Using the records below, reproduce exactly the lines from the one containing "of the forehead." through the end, and nothing more; skip the images.

**Recorded information**
════════

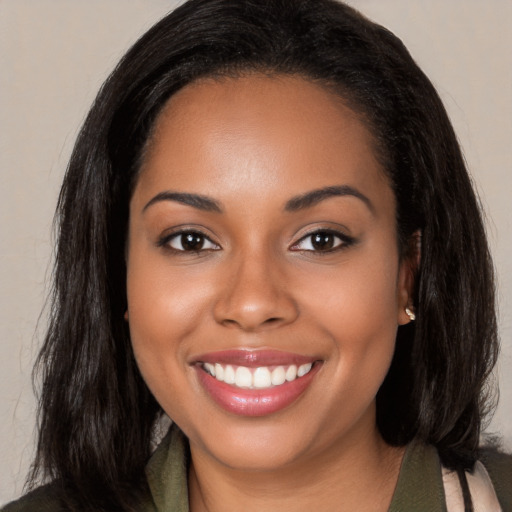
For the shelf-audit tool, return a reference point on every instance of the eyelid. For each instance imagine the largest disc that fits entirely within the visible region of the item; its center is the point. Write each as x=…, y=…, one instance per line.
x=345, y=240
x=165, y=239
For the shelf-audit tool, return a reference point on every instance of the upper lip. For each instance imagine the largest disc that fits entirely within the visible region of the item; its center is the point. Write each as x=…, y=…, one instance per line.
x=254, y=358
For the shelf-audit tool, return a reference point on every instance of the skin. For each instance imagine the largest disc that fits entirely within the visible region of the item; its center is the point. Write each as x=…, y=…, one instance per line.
x=251, y=144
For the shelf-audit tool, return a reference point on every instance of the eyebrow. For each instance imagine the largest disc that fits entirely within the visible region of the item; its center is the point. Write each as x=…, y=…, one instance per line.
x=310, y=199
x=195, y=200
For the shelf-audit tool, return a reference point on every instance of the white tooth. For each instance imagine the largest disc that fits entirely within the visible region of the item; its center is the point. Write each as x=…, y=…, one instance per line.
x=229, y=375
x=303, y=369
x=291, y=373
x=243, y=377
x=219, y=372
x=209, y=368
x=261, y=378
x=278, y=376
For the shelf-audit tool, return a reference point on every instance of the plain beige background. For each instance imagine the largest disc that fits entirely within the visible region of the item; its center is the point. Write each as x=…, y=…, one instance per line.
x=54, y=55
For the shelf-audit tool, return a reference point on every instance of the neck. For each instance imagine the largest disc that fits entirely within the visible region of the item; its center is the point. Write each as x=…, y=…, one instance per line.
x=350, y=476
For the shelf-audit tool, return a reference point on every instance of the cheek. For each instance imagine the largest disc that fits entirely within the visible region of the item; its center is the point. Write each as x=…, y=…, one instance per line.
x=358, y=309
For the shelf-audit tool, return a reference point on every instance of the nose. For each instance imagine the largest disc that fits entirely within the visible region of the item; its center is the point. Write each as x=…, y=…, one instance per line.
x=255, y=296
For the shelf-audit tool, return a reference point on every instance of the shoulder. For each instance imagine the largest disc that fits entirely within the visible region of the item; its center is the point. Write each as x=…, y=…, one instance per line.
x=499, y=467
x=42, y=499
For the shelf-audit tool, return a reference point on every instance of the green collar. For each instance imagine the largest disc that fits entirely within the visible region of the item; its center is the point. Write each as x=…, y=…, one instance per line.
x=419, y=487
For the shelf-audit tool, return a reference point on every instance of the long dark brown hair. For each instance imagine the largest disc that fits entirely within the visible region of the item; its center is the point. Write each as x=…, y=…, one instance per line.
x=96, y=413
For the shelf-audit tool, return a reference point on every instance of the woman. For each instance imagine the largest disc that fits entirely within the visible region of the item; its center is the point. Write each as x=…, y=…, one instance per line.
x=268, y=234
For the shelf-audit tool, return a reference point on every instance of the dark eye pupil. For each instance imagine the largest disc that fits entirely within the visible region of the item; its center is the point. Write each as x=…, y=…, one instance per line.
x=192, y=241
x=322, y=241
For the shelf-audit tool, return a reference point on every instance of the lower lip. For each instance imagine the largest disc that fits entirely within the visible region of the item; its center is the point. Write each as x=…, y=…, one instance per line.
x=255, y=402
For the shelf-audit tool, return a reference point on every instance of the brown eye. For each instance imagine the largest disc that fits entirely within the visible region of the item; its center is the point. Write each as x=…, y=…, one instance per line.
x=191, y=241
x=323, y=241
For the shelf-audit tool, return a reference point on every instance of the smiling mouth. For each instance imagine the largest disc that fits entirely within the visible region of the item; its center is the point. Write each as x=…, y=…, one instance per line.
x=255, y=382
x=262, y=377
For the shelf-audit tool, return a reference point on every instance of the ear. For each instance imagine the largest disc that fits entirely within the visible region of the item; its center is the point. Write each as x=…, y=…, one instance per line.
x=408, y=271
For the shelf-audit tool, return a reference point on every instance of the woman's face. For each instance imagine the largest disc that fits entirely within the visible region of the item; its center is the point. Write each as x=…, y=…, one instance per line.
x=263, y=250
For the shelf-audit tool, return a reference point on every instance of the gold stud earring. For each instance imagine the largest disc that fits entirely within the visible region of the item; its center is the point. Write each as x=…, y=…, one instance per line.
x=410, y=314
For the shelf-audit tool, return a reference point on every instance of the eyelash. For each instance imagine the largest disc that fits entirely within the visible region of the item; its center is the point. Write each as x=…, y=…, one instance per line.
x=166, y=240
x=344, y=241
x=341, y=241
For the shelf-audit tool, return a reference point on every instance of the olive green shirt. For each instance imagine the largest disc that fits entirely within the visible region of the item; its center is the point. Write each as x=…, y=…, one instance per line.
x=419, y=487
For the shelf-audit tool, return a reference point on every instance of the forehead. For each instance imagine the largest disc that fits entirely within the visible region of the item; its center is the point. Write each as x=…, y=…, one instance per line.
x=262, y=132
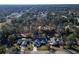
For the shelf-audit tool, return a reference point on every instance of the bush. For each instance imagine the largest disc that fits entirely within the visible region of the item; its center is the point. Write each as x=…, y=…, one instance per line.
x=2, y=50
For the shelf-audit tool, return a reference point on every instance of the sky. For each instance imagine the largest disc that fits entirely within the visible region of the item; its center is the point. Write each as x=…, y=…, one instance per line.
x=39, y=1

════════

**The reply**
For the shelf-audit tool, return a reference point on every instance of the forehead. For each instance imagine the largest disc that fits entirely within the visible region of the item; its center is the point. Write each as x=…, y=…, one instance per line.
x=262, y=132
For the shelf-audit tool, return a reference point on every instance of the bush. For each instance imagine the largest disc that fits entirely within the visible region of the item; its center is the point. Write each as x=…, y=…, one instance per line.
x=2, y=50
For the shelf-audit tool, return a reference point on every instance of the sky. For each instance imagine the largest disc that fits entirely within the visible region of the item; its center is the point. Write each as x=…, y=…, one instance per line.
x=39, y=1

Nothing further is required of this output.